Work order
Count how many lines below include the word "dark". Answer with a number only.

Records supplied
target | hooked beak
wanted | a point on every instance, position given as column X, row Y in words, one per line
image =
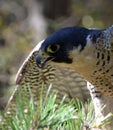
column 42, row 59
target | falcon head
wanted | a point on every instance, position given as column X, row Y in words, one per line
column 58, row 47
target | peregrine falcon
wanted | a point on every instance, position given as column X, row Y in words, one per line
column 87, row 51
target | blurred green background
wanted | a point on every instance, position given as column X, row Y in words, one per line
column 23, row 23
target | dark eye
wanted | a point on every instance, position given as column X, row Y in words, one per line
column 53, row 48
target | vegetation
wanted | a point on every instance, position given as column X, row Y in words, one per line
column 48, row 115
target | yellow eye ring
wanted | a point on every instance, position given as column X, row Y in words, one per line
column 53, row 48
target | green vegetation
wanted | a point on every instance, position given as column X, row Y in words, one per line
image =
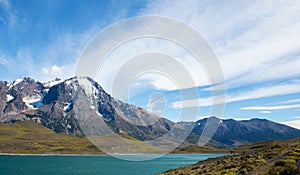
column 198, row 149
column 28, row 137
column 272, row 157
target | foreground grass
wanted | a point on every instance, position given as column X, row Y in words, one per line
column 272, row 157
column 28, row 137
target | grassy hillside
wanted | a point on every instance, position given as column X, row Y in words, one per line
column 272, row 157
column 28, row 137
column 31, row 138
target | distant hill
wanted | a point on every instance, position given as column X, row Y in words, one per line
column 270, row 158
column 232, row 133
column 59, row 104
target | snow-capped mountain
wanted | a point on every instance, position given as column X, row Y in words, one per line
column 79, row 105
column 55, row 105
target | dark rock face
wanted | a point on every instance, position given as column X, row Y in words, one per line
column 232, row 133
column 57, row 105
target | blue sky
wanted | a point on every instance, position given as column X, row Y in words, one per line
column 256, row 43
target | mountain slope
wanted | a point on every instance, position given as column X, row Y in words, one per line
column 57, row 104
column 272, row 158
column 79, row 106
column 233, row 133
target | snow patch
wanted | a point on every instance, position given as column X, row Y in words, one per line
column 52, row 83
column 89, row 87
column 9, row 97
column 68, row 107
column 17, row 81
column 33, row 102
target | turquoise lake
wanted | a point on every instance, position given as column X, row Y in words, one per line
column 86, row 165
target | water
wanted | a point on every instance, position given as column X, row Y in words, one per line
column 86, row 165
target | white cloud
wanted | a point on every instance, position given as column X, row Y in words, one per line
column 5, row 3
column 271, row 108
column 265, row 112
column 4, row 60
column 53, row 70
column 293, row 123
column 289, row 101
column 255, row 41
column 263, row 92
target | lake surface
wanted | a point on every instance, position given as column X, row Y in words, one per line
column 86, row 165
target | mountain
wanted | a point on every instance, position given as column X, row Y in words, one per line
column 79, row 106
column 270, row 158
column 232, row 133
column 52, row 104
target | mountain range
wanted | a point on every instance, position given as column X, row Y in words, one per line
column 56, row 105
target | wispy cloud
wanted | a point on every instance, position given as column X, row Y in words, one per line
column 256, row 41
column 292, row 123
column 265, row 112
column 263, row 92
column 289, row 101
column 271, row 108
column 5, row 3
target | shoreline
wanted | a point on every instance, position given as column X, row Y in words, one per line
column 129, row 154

--

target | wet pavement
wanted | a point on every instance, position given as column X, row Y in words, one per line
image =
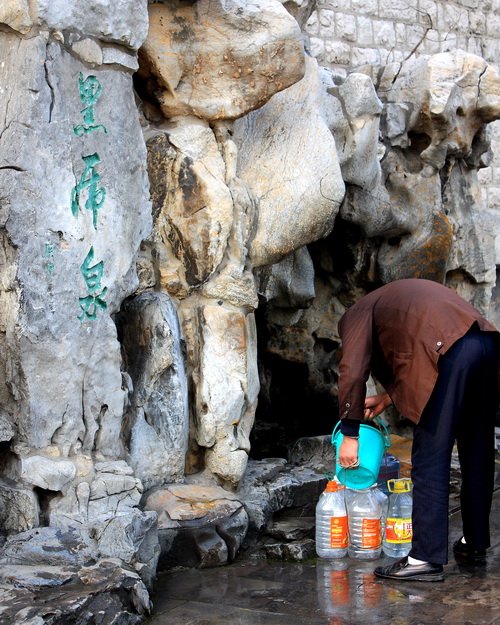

* * *

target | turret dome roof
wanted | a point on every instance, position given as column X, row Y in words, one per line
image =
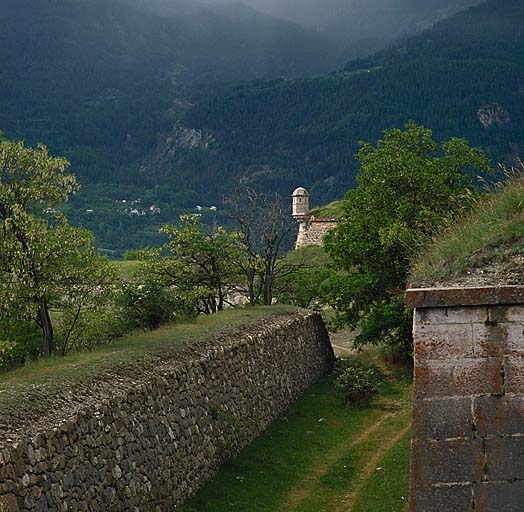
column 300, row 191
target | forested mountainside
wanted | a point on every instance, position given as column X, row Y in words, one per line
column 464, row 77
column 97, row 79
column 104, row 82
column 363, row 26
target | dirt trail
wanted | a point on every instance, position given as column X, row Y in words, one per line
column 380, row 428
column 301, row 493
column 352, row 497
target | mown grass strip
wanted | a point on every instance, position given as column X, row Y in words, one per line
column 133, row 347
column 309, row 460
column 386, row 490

Solution
2